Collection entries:
= = =

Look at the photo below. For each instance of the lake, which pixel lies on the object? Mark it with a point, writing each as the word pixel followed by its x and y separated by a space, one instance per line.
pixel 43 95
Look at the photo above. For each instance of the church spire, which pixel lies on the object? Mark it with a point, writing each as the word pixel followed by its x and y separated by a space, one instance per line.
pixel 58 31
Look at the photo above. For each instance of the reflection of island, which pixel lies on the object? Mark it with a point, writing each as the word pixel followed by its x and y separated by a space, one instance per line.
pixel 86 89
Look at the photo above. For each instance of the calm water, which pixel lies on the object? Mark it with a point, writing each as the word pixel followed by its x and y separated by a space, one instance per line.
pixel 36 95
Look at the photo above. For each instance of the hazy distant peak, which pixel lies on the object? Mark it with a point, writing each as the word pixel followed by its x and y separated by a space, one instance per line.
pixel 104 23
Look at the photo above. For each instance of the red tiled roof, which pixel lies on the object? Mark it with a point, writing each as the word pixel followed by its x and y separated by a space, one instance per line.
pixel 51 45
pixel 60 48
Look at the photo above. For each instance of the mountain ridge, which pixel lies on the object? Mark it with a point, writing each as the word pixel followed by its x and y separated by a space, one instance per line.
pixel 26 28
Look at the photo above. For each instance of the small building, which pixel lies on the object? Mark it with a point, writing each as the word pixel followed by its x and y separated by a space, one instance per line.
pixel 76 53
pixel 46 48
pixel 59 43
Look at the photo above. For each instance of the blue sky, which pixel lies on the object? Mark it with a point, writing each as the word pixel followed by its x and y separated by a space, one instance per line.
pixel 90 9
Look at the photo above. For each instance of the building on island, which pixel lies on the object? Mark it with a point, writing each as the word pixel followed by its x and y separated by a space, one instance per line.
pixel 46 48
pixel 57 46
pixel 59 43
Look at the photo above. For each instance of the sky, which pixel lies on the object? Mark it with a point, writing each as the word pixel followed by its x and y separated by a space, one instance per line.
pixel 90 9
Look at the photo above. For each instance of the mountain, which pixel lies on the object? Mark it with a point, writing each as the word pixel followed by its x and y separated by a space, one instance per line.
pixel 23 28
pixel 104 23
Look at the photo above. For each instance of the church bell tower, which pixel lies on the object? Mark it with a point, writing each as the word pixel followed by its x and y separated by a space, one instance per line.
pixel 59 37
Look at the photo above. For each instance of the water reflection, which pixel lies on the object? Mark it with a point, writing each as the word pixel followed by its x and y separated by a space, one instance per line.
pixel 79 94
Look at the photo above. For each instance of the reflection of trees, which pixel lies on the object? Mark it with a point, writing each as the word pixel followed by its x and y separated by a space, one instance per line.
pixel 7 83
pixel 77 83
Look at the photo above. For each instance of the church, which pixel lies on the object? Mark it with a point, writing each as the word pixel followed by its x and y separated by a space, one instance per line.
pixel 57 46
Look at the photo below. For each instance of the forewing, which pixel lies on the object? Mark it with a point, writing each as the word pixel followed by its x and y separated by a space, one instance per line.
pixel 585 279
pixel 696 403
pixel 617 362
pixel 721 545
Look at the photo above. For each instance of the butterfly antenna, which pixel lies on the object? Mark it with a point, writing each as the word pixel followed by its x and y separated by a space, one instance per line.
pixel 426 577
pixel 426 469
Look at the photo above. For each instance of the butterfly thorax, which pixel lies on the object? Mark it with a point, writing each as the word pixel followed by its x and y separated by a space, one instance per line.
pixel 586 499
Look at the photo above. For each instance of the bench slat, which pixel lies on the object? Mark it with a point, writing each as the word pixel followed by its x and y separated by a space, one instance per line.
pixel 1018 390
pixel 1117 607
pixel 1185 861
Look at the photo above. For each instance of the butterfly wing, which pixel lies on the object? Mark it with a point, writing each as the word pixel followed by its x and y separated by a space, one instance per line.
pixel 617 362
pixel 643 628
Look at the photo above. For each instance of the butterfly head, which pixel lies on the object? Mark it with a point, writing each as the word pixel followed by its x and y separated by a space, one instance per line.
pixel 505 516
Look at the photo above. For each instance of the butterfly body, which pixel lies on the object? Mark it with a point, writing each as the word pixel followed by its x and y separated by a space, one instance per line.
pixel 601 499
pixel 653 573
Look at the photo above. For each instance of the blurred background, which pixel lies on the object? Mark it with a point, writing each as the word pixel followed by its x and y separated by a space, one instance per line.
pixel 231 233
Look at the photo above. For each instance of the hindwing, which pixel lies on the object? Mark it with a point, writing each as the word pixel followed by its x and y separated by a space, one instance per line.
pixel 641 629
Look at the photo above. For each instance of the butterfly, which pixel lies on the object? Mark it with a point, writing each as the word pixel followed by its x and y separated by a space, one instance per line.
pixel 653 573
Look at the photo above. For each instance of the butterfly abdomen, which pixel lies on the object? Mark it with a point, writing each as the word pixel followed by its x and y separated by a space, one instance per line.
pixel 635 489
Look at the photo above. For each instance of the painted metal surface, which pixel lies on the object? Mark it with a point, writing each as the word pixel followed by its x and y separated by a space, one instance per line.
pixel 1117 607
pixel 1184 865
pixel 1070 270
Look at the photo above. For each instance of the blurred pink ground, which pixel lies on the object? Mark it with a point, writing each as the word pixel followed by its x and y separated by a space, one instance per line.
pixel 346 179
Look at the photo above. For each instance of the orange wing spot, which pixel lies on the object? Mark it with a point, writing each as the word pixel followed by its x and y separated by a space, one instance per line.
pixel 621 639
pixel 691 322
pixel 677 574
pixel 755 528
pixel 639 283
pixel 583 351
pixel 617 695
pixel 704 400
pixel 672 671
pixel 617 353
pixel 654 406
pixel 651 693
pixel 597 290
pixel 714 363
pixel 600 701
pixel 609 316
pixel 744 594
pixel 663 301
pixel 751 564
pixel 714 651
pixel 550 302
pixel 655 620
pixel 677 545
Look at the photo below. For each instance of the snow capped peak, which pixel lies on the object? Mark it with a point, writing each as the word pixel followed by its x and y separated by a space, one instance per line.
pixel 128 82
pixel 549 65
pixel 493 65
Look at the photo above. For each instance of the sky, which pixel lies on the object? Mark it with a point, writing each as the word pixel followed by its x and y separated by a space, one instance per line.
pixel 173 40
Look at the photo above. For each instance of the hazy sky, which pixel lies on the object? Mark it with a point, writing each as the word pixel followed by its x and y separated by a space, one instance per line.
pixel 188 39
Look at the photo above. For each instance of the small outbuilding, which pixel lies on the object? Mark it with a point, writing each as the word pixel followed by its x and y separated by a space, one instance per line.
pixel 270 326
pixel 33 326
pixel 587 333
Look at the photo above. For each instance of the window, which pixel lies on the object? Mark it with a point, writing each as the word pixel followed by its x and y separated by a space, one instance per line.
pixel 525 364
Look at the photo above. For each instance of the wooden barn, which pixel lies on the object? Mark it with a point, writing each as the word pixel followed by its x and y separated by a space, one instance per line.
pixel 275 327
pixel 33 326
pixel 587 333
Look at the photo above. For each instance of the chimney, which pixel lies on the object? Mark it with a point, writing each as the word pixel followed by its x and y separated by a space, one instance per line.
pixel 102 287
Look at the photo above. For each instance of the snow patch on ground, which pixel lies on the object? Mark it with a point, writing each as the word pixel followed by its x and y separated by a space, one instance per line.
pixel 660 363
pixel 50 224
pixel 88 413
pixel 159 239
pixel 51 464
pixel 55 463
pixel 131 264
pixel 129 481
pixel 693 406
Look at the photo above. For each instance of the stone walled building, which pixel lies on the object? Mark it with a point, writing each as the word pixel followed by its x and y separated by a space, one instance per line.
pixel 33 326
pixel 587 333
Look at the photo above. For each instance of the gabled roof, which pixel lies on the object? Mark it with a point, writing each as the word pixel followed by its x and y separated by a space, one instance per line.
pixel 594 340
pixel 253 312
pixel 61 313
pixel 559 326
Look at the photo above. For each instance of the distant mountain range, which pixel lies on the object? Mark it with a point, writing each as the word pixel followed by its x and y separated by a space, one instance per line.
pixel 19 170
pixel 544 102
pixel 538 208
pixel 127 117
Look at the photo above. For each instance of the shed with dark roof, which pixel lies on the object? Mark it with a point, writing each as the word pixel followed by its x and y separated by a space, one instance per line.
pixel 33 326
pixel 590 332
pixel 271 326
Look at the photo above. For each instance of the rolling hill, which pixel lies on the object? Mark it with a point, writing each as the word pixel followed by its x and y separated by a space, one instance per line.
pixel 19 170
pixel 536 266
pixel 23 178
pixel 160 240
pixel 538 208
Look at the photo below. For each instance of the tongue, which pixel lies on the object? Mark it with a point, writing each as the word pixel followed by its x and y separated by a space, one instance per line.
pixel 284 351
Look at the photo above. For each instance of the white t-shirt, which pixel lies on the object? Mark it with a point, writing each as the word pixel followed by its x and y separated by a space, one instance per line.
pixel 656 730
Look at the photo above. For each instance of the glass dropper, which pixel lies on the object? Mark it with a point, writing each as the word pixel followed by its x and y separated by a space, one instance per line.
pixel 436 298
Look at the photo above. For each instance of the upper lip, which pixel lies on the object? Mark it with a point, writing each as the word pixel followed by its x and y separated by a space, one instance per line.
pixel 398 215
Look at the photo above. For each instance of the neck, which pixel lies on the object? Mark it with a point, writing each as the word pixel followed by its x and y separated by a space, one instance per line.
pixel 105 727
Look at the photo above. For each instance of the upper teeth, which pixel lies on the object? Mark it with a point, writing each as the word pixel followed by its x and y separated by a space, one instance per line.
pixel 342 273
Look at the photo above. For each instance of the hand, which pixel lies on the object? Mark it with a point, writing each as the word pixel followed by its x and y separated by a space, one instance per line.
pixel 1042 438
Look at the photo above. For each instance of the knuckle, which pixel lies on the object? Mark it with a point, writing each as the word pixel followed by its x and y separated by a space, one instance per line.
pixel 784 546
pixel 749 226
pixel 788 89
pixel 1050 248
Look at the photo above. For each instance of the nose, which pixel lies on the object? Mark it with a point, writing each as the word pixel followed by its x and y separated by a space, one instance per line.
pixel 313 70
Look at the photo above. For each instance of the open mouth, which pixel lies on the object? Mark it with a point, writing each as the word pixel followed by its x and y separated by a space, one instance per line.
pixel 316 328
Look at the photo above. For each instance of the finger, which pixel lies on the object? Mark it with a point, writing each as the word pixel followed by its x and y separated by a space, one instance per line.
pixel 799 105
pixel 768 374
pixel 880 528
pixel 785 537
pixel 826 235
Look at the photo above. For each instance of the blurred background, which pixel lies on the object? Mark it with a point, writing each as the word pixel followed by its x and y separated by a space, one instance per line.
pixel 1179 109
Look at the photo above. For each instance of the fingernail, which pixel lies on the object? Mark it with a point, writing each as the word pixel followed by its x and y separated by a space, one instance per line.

= = =

EXERCISE PROMPT: Beginning at the line that contains "the finger, which" and ending at the last line above, copy each line without any change.

TASK ANSWER:
Look at the photo above. For each instance of the finger, which pixel lies on the object? Mark it with a point, writing each as the word pixel followed by its x and y separated by a space, one instance per line.
pixel 799 105
pixel 768 374
pixel 880 528
pixel 785 537
pixel 826 235
Look at the photo above. For each instance of the blurred background, which pixel lies on the object? Mark it with a point, writing each as the word pixel followed by its x and y separated by a space, one instance per line.
pixel 1179 109
Look at the photo above. For each instance of the fingernail, which pixel lies on the object? Mark it with a point, writing each as the word pixel followed by its x and y separated by a space, one instance per line.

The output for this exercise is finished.